# Exercise prompt
Reproduce verbatim the lines of the rows below, starting with the line that contains "return mask of <item>camera body</item>" and continuing through the line that contains "109 99 L 109", both included.
........
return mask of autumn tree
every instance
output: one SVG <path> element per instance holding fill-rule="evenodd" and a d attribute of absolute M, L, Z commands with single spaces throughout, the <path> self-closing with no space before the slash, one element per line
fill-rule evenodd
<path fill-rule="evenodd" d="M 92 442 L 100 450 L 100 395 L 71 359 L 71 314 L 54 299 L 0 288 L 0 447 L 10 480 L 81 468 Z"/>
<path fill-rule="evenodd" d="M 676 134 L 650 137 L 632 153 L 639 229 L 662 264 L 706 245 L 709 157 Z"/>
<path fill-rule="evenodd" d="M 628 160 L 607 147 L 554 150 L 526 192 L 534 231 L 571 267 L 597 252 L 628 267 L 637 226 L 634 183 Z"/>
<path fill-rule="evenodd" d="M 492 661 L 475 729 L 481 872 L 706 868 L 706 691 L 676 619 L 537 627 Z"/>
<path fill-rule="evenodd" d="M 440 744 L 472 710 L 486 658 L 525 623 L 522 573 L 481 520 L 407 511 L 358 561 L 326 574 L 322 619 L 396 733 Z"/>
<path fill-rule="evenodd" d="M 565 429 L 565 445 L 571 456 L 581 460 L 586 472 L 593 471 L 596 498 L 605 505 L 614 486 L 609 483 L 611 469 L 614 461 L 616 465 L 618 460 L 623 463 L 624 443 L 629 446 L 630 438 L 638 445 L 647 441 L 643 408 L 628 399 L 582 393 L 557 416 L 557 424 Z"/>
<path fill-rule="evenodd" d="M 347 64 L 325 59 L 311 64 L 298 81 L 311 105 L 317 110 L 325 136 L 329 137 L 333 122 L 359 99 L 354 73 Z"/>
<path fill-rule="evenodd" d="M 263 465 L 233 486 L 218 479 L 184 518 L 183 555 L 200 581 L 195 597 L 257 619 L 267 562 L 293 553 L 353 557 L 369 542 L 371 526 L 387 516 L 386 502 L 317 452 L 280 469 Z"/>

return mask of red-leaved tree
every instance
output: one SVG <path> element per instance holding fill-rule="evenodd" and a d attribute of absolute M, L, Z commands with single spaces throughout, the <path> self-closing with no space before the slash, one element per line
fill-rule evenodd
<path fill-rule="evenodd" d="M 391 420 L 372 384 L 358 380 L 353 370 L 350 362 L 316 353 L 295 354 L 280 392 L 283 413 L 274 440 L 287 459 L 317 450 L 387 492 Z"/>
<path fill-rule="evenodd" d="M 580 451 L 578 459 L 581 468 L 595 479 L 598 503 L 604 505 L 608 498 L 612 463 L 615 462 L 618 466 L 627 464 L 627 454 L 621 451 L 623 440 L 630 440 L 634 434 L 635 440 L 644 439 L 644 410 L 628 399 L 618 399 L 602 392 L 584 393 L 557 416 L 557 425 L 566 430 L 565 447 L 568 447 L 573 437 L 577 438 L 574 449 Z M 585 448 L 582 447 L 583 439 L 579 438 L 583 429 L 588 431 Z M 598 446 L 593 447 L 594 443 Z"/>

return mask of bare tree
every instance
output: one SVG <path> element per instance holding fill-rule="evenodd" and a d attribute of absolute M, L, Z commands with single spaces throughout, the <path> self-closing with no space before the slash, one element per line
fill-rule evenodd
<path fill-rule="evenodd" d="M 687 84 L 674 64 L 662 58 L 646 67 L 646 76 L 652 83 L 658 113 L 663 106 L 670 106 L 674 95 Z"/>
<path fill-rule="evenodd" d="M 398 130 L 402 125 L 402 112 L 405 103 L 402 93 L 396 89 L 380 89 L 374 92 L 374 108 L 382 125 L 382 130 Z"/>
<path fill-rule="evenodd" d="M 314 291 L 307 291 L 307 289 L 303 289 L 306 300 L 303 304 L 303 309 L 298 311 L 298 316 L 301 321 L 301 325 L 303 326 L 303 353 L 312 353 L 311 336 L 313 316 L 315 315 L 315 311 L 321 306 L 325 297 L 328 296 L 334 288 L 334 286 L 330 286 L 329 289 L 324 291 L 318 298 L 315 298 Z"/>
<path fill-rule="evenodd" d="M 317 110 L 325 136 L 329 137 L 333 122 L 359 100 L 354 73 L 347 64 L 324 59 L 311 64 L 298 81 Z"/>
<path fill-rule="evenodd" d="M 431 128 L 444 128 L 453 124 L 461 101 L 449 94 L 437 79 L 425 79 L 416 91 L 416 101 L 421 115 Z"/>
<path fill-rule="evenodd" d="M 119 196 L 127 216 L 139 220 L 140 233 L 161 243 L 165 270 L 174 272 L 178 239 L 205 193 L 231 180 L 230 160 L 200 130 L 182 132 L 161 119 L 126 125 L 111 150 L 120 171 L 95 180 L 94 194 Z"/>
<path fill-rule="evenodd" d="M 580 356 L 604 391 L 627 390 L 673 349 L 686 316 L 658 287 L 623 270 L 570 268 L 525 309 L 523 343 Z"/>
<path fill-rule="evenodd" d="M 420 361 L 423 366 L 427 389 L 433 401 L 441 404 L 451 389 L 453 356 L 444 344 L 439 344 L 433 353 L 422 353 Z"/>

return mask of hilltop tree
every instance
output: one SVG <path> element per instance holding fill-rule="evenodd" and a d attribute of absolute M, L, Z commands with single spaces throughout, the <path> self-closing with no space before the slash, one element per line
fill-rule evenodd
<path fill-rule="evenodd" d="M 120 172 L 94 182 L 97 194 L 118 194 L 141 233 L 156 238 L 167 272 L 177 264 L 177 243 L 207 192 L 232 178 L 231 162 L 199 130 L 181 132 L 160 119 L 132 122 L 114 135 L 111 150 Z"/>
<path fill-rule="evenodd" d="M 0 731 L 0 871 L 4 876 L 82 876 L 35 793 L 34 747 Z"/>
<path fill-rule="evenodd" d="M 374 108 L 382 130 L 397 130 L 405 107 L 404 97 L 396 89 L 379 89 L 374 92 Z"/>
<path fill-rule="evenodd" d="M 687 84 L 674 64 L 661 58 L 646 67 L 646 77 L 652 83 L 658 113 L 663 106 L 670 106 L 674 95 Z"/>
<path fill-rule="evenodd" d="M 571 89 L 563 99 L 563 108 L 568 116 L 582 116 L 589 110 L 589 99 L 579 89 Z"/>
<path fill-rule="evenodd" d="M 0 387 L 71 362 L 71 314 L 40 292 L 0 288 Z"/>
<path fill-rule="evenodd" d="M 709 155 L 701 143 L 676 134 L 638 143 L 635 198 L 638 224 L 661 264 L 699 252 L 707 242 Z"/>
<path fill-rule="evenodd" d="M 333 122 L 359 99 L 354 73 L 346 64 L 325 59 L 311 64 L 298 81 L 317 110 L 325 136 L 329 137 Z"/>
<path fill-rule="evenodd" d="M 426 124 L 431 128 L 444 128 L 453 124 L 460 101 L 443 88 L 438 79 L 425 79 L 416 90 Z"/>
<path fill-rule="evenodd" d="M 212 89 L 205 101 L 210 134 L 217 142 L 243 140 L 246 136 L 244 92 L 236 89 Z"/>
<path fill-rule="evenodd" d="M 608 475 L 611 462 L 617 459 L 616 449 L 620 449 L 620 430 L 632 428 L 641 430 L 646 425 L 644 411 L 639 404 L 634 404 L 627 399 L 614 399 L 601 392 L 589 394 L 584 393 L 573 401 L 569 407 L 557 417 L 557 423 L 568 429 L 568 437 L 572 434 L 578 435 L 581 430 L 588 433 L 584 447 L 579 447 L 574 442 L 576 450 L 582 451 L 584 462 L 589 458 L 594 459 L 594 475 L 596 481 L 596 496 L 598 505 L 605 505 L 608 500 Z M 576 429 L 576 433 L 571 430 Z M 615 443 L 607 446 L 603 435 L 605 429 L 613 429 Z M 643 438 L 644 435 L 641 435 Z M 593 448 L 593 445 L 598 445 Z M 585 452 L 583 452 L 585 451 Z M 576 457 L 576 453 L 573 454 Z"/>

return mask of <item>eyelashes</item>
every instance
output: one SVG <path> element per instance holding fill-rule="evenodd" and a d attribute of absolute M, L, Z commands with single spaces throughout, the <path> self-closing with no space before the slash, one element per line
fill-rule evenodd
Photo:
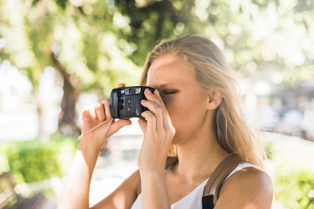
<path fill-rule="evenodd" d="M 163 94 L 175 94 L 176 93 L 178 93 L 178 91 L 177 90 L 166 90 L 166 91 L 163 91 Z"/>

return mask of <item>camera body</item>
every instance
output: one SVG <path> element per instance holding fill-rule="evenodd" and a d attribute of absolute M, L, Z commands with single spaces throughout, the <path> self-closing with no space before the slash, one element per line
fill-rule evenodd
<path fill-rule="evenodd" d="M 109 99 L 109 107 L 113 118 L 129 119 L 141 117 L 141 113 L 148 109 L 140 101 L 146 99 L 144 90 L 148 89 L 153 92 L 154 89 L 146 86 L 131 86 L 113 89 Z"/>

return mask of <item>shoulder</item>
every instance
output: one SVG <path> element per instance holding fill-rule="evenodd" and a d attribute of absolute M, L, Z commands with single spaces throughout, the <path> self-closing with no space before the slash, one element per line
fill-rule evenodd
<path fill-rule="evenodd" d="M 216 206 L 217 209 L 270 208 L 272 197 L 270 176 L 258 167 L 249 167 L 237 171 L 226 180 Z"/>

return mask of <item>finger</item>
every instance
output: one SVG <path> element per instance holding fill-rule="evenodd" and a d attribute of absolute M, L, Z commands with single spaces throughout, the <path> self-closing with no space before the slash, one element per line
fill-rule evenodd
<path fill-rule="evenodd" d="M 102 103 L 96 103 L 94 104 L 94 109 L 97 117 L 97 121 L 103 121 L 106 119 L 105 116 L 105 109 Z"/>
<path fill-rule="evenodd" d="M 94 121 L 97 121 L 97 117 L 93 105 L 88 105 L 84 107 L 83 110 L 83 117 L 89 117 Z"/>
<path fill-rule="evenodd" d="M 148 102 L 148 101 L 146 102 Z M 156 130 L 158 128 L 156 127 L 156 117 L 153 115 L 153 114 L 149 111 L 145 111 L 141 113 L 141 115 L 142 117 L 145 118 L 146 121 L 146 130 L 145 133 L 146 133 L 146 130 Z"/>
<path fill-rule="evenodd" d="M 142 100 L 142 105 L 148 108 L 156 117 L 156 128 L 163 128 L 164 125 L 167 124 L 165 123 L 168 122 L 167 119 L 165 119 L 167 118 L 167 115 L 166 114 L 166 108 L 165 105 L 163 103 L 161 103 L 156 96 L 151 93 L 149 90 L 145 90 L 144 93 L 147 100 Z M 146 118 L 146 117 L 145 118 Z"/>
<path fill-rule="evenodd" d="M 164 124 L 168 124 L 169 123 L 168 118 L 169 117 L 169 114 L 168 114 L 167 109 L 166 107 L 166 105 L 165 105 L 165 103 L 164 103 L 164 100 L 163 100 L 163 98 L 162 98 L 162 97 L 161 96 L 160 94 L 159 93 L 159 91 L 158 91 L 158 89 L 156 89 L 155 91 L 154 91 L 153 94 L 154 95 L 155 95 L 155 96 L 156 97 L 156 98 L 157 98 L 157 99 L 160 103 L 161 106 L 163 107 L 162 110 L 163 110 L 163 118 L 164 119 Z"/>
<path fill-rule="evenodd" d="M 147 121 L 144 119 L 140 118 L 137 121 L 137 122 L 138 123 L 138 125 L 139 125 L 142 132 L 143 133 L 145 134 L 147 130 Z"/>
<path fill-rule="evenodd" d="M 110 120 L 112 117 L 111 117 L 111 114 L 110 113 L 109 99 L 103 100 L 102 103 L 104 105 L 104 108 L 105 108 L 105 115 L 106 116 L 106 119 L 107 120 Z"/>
........
# Exercise answer
return mask of <item>camera body</item>
every instance
output: one SVG <path> element per instance holding fill-rule="evenodd" and a d attribute of absolute M, L, Z commands with single spaces throughout, the <path> self-closing with no space before the slash, one element per line
fill-rule evenodd
<path fill-rule="evenodd" d="M 109 99 L 109 107 L 113 118 L 129 119 L 141 117 L 141 113 L 148 109 L 140 101 L 146 99 L 144 90 L 148 89 L 153 92 L 154 89 L 146 86 L 131 86 L 113 89 Z"/>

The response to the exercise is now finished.